→ Your goal:
Write all of the lines below out again, exactly as they stand.

━━━━━━━━━━━━━━━━━━━━

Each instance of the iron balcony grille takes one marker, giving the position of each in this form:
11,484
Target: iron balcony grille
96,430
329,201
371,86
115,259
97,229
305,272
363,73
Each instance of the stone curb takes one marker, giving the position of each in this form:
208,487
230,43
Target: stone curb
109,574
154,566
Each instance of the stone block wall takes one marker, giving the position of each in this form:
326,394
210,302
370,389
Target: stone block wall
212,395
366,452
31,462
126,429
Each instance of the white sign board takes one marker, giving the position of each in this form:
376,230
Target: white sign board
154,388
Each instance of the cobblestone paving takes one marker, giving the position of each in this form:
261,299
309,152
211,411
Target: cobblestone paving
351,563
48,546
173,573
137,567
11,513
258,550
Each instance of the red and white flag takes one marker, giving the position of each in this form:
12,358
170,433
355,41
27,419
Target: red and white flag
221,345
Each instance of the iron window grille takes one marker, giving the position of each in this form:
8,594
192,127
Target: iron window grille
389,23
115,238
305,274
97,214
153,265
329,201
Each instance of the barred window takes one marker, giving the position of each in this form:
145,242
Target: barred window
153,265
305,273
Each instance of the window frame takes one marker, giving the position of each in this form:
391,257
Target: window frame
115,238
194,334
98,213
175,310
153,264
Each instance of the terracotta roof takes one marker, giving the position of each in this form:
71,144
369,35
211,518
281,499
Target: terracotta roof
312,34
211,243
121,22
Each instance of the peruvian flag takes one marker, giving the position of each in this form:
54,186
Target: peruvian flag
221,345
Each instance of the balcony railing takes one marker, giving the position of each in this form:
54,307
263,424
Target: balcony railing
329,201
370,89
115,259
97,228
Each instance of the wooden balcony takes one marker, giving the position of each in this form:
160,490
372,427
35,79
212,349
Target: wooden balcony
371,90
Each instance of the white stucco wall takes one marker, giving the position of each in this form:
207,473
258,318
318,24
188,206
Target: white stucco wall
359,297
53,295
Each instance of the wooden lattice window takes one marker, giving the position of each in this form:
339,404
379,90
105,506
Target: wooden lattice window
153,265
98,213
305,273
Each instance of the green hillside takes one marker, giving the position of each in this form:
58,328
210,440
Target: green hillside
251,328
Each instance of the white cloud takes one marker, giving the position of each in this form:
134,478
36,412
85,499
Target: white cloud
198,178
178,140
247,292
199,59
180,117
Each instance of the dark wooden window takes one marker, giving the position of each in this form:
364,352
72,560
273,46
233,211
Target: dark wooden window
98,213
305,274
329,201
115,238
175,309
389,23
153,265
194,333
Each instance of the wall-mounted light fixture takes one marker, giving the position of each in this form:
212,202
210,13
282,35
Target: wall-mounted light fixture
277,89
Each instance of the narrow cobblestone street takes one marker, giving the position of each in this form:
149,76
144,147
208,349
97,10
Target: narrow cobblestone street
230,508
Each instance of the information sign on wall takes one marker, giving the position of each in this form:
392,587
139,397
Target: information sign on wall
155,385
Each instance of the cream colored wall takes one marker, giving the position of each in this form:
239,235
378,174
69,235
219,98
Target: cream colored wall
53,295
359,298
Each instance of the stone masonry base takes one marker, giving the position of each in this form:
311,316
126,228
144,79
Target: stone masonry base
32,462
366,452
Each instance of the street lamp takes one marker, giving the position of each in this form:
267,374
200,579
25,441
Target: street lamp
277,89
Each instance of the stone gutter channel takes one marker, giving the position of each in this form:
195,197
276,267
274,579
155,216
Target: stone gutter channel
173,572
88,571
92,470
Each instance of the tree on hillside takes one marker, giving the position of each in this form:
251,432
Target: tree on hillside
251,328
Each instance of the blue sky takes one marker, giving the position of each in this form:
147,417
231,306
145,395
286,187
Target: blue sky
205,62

━━━━━━━━━━━━━━━━━━━━

→ Expected output:
Each instance of the iron balcony grille takes one marker, giving the position of each in this form:
11,484
Target: iron balcony grille
96,430
329,201
371,86
115,259
97,229
305,272
363,73
Each instance of the stone curb takes one marker, giving the position of each in this form:
208,487
230,43
Target: stone curb
109,574
154,566
Each instance of the stone block wall takes one marker, giving the position of each in this form:
326,394
210,302
370,389
Target: stone block wall
212,395
366,452
31,462
126,429
Each instance of the white sign board takes one marker, giving the position of each in this form:
376,230
Target: white sign board
154,388
Each instance of the cobblestone paving takes one marker, giving the position of each in this form:
261,299
309,152
211,411
Target: cobblestone paving
351,563
48,546
173,573
137,567
11,513
258,550
Each instance of the red and white flag takes one marker, giving the position of each in this form:
12,358
170,433
355,41
27,419
Target: red and white flag
221,345
Each instance of the iron window grille takes one marker, giving the position of each in this form:
8,594
192,127
Target: iron window grille
389,23
115,238
305,274
97,214
153,265
329,201
Each instance of the barred window takes one marker, giving the position of each in this form:
145,242
Target: barred window
153,265
305,273
Each instance of the window frame takes one marker, giving the position of each in this form:
391,257
Target: window frame
115,238
194,334
98,213
175,310
153,264
Each instance of the terracotta roof takes one marker, giving the position of each in this form:
71,144
369,35
211,518
281,499
Target: terracotta roof
312,34
211,243
121,22
Each instance of the peruvian flag takes one marker, giving the position of each in this form:
54,186
Target: peruvian flag
221,345
Each instance of the balcony railing takes one marker, giving the position of each in this form:
54,307
263,424
Target: balcony railing
329,201
370,89
115,259
97,228
Each instance of the wooden balcony takes one marker, giving the position of each in this form:
160,490
372,427
35,79
212,349
Target: wooden balcony
371,90
Each instance of the white stucco wall takes one marker, giving the position of each in this form:
207,473
258,318
318,24
188,206
Target: white stucco wall
359,297
53,295
Each instance of the wooden lattice window takes one marker, giving the position of each in this form:
339,404
379,90
105,506
Target: wooden lattice window
153,265
98,213
305,273
Each instance of the green hillside takes one marker, giving the position of each in this form:
58,328
210,440
Target: green hillside
251,328
Each instance of the white cloud takes one marker, giving the position of each in this form:
134,478
36,412
85,499
Target: white cloud
198,178
178,140
247,292
199,59
180,117
Each instance of the dark wooden window takes one marker, giving the position of each in this form:
364,352
72,560
273,46
233,211
Target: dark wooden window
98,213
305,274
329,201
115,238
175,309
389,23
153,265
194,333
Each instance of the wall-mounted light fixture takes one marker, giving the position of each in this form:
212,202
210,13
282,35
Target: wall-mounted light fixture
277,89
Each instance of the narrow cobblestone street takes one marker, giving the position of each in this form:
149,76
144,147
208,349
97,10
Target: narrow cobblestone street
230,508
Each instance of the information sign on wall takes one marker, giving the position of each in this form:
392,587
139,397
Target: information sign on wall
155,385
Each instance of the cream colored wall takes one marker, giving the position of each in this form:
239,235
378,174
69,235
219,98
Target: cream colored wall
53,295
359,298
Each instance of the stone masonry base takes one marker, giving the position of each in this form:
311,316
126,228
144,79
Target: stone masonry base
32,462
366,452
Each instance of the street lamp takes one marker, giving the position of each in this form:
267,374
200,579
25,441
Target: street lamp
277,89
Each instance of the stone gutter channel takes one marker, giving the position of each in this form:
195,197
276,267
274,579
155,216
Target: stone gutter channel
173,572
88,571
92,470
Each instance of the tree on hillside takes one marker, giving the position of each in this form:
251,432
Target: tree on hillside
251,328
Each instance of the blue sky takes one marker, giving the position of each in this form:
147,417
231,306
145,395
286,187
Target: blue sky
205,62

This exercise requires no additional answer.